- _Stated goal 1_
In the listing, swap "flooded" for "submerged" in the lines between the one holding "For every instance of the tall" and the last line of the listing, inclusive. Give back only those lines, with nothing else changed.

- _Passage to read_
Availability of frequencies is crucial for Mobile TV. Each country faces its own opportunities and challenges. Should a given frequency band be assigned to operators for traditional television broadcasting, for mobile services in general or for Mobile TV? When should such frequencies be assigned? Should it be now or is waiting for more technological advances advisable? Is there sufficient spectrum to assign to several operators? These and many other questions arise when determining whether there are available frequencies for Mobile TV in a given country.

2. Digital switchover. Availability of spectrum for Mobile TV is linked to the so called digital switchover. The digital switchover refers to the transition from analogue television signals to digital television signals. Television had been broadcast (and is still broadcast in the majority of countries) through analog signals. People have analog television devices, and the broadcasters have analog networks deployed. Therefore, the deployment of new digital television networks and the acquisition of digital television devices by people will not occur overnight.

- _Raw data_
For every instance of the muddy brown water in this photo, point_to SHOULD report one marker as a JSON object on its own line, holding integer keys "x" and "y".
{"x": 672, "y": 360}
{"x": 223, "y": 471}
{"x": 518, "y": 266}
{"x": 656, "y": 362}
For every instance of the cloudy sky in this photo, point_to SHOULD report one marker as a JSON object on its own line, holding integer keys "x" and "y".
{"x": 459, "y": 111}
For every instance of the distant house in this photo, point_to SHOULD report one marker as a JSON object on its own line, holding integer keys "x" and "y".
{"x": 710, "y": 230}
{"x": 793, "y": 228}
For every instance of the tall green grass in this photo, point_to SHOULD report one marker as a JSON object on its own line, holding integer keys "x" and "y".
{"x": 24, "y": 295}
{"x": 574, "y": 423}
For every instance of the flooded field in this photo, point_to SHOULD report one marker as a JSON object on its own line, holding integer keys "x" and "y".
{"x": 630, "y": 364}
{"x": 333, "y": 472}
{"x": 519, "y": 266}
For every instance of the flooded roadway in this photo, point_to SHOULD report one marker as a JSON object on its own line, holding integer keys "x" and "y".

- _Stated goal 2_
Repeat word for word the part of the Mobile TV passage between "2. Digital switchover." and "not occur overnight.", inclusive.

- _Response 1_
For every instance of the tall green grass in this photo, point_to SHOULD report one marker as a JSON object on its own line, holding integer keys "x" and "y".
{"x": 24, "y": 295}
{"x": 574, "y": 423}
For every instance of the submerged field in this photo, point_to SHOULD report one marker as a JSON object on its own line, holding integer keys "x" and "y".
{"x": 630, "y": 364}
{"x": 333, "y": 472}
{"x": 519, "y": 266}
For every instance of the submerged roadway in this photo, point_to SHOULD report one marker as a JSON object on its own line, holding integer keys "x" and "y".

- _Response 2_
2. Digital switchover. Availability of spectrum for Mobile TV is linked to the so called digital switchover. The digital switchover refers to the transition from analogue television signals to digital television signals. Television had been broadcast (and is still broadcast in the majority of countries) through analog signals. People have analog television devices, and the broadcasters have analog networks deployed. Therefore, the deployment of new digital television networks and the acquisition of digital television devices by people will not occur overnight.